EXERCICES →
A. Dressez la liste des actions que l'extrait sur l'assassinat d'Andreï Karlov attribue à Mevlüt Mert Altıntaş lors de la soirée d'ouverture de la galerie d'art.
B. Veuillez recopier, dans l'extrait sur l'assassinat d'Andreï Karlov, le passage qui commence par « Bien que la » et se termine par « secoué l’opinion publique. ».

TEXTE CITÉ →
Alors que le mobile du meurtre de l’ambassadeur demeure un mystère, l’assassinat ne bouleversera pas le développement du partenariat turco-russe

Bien que la Turquie ait enduré une série apparemment sans fin d’attentats terroristes majeurs ces dernières années, notamment 58 morts dans des attentats-suicides du PKK ces dix derniers jours, l’assassinat d’Andreï Karlov, l’ambassadeur de Russie en Turquie, a secoué l’opinion publique.

L’ambassadeur est décédé à 19 h 10 lorsque Mevlüt Mert Altıntaş (22 ans), policier qui n'était pas en service au moment des faits, s’est glissé dans la soirée d’ouverture d’une galerie d’art à Ankara, a réussi à se faire passer pour un garde du corps en civil et a tiré dans le dos de l’ambassadeur alors que celui-ci prononçait un discours pendant une soirée à laquelle participaient près d’une centaine de personnes.

(Enregistrements conservés)
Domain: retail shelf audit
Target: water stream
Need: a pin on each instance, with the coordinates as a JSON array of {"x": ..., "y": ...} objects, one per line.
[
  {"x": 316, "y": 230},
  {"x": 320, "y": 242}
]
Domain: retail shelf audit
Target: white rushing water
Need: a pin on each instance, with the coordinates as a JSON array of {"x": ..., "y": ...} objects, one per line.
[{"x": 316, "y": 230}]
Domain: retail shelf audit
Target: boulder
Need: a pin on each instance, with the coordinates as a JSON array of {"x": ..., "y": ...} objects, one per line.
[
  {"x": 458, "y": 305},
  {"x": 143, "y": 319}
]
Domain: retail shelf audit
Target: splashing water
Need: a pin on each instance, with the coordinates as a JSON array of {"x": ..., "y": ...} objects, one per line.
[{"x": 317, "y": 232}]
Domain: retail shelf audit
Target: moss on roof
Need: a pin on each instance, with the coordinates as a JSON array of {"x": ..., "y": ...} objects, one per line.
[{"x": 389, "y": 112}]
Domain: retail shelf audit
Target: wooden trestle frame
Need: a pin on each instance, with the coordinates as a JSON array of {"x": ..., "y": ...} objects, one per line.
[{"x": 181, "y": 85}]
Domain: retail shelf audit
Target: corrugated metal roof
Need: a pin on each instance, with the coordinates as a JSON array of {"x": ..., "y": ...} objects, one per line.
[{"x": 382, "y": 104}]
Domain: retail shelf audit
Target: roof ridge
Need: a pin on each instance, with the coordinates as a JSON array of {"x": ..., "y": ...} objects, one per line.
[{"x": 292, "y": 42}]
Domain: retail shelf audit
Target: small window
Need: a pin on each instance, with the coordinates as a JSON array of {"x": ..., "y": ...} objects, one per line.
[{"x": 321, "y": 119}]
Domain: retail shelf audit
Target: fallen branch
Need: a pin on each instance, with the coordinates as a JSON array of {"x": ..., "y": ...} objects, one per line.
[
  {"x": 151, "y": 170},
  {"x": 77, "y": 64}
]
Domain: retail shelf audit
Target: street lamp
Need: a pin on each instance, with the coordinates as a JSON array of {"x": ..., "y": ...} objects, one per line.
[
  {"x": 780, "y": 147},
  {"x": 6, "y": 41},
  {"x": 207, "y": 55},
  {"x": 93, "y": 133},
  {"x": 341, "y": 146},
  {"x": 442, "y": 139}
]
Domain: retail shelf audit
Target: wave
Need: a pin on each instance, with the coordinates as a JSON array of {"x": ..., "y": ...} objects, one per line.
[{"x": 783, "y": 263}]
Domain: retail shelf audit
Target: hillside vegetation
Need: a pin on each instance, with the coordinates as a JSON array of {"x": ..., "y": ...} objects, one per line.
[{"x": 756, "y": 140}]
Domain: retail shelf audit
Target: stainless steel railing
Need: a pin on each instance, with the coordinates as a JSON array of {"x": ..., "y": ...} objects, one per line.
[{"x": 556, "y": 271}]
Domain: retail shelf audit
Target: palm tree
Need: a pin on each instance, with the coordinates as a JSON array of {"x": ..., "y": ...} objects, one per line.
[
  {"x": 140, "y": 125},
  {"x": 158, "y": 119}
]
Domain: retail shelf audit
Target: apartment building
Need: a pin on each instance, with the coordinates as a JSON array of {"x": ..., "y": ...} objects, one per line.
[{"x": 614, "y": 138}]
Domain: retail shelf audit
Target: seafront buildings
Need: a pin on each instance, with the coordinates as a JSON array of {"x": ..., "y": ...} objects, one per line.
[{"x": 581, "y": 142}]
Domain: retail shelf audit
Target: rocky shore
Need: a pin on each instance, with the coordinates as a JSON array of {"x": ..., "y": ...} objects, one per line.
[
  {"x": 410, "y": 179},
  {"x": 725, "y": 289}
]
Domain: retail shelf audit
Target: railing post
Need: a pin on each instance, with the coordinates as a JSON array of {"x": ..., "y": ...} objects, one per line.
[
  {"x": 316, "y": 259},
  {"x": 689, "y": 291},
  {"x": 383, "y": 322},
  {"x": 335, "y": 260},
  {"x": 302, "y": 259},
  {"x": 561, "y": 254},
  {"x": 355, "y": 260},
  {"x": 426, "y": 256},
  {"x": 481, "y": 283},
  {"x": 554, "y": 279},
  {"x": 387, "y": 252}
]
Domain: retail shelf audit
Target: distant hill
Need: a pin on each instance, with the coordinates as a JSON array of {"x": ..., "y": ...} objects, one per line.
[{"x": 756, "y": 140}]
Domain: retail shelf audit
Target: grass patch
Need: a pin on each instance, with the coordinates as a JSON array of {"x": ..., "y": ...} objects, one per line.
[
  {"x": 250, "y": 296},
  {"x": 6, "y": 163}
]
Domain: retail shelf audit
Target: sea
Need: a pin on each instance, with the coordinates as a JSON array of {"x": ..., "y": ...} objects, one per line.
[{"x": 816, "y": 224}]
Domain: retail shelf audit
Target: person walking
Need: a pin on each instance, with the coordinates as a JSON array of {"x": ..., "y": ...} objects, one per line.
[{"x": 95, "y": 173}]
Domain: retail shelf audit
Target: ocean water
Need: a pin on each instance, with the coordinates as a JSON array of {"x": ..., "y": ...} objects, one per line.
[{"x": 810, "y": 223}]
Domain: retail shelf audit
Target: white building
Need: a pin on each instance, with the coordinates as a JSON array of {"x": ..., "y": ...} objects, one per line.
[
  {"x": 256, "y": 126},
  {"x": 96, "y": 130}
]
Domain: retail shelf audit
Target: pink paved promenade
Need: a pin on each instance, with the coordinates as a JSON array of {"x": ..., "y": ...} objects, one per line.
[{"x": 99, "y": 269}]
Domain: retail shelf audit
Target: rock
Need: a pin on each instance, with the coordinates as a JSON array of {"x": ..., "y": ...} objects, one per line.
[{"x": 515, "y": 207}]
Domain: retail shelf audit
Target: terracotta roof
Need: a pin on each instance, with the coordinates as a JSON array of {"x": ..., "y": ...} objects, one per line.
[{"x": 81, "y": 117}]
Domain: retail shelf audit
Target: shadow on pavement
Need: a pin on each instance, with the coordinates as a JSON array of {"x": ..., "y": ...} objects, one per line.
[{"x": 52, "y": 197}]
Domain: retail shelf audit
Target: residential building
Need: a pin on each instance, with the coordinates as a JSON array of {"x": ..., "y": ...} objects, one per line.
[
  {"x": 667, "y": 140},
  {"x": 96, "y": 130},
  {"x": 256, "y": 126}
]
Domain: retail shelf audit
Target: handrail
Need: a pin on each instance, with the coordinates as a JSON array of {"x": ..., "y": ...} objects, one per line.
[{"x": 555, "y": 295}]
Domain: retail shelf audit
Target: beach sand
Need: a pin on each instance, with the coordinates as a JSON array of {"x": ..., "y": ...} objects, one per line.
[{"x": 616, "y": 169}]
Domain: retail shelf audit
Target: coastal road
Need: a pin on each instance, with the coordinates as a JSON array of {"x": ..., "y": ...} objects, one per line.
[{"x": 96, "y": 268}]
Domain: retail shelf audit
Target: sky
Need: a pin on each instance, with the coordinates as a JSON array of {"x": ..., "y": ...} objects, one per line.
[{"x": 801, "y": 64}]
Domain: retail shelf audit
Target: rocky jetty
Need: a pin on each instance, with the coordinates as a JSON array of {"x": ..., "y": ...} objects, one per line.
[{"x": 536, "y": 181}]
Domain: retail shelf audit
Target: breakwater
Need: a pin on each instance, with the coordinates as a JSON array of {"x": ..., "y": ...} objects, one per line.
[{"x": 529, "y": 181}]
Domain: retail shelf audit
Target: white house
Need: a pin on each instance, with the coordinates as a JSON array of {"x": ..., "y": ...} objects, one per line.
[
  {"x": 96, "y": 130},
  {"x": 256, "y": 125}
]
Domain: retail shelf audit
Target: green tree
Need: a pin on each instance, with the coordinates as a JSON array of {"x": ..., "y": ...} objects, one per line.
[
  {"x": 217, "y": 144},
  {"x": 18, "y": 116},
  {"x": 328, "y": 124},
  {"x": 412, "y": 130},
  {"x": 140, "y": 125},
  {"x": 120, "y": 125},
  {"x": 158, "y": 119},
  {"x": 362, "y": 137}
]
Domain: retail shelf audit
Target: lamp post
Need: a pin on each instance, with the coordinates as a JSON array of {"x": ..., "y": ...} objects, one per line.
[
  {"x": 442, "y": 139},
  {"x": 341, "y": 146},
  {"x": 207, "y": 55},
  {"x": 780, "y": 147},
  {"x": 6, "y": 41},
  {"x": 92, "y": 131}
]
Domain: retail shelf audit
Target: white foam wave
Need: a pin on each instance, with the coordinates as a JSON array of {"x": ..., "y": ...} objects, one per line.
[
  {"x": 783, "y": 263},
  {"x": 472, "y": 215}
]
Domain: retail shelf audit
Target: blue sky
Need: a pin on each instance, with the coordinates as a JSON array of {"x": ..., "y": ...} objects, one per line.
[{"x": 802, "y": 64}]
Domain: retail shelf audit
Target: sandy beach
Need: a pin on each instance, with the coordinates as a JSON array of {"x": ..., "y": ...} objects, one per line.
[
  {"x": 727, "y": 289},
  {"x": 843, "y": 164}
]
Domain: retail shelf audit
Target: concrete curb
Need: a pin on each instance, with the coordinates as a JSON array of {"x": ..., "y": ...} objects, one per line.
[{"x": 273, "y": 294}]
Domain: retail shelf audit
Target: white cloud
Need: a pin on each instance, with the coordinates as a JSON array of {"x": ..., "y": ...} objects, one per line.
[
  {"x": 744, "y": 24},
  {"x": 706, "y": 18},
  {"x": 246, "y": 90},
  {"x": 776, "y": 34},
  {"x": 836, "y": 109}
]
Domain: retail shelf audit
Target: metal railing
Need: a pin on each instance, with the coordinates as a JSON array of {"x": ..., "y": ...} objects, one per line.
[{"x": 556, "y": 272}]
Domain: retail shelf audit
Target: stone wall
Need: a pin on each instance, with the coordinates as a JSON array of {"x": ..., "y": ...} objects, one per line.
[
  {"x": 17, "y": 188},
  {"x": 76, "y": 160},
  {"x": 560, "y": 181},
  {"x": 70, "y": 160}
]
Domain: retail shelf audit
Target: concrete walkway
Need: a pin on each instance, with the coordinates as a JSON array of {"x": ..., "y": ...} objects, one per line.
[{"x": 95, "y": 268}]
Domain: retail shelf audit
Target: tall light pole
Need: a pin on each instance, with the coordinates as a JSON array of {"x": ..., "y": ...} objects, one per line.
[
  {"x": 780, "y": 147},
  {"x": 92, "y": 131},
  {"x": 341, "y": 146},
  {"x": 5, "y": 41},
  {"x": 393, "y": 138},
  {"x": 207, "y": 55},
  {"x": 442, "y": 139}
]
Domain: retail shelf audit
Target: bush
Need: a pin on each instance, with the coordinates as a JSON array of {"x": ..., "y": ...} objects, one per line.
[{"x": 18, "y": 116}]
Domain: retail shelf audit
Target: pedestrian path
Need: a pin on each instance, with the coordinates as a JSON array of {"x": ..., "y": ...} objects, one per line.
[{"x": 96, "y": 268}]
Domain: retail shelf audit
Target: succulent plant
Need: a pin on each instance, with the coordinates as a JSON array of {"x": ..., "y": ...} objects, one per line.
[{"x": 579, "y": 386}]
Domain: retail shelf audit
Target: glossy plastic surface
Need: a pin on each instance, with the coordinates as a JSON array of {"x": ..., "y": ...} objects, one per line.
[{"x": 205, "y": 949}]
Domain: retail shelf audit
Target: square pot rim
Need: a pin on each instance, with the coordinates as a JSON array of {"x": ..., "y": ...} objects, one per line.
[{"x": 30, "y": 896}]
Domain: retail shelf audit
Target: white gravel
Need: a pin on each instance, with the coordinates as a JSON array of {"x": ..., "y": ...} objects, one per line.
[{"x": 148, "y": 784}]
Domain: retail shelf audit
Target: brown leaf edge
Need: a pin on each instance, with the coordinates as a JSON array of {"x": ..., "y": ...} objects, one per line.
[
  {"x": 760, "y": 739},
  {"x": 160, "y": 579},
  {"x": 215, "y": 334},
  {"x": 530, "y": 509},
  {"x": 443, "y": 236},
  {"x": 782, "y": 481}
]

RÉPONSES →
A.
- Il s'est glissé dans la soirée d'ouverture d'une galerie d'art à Ankara.
- Il a réussi à se faire passer pour un garde du corps en civil.
- Il a tiré dans le dos de l'ambassadeur.

B.
Bien que la Turquie ait enduré une série apparemment sans fin d’attentats terroristes majeurs ces dernières années, notamment 58 morts dans des attentats-suicides du PKK ces dix derniers jours, l’assassinat d’Andreï Karlov, l’ambassadeur de Russie en Turquie, a secoué l’opinion publique.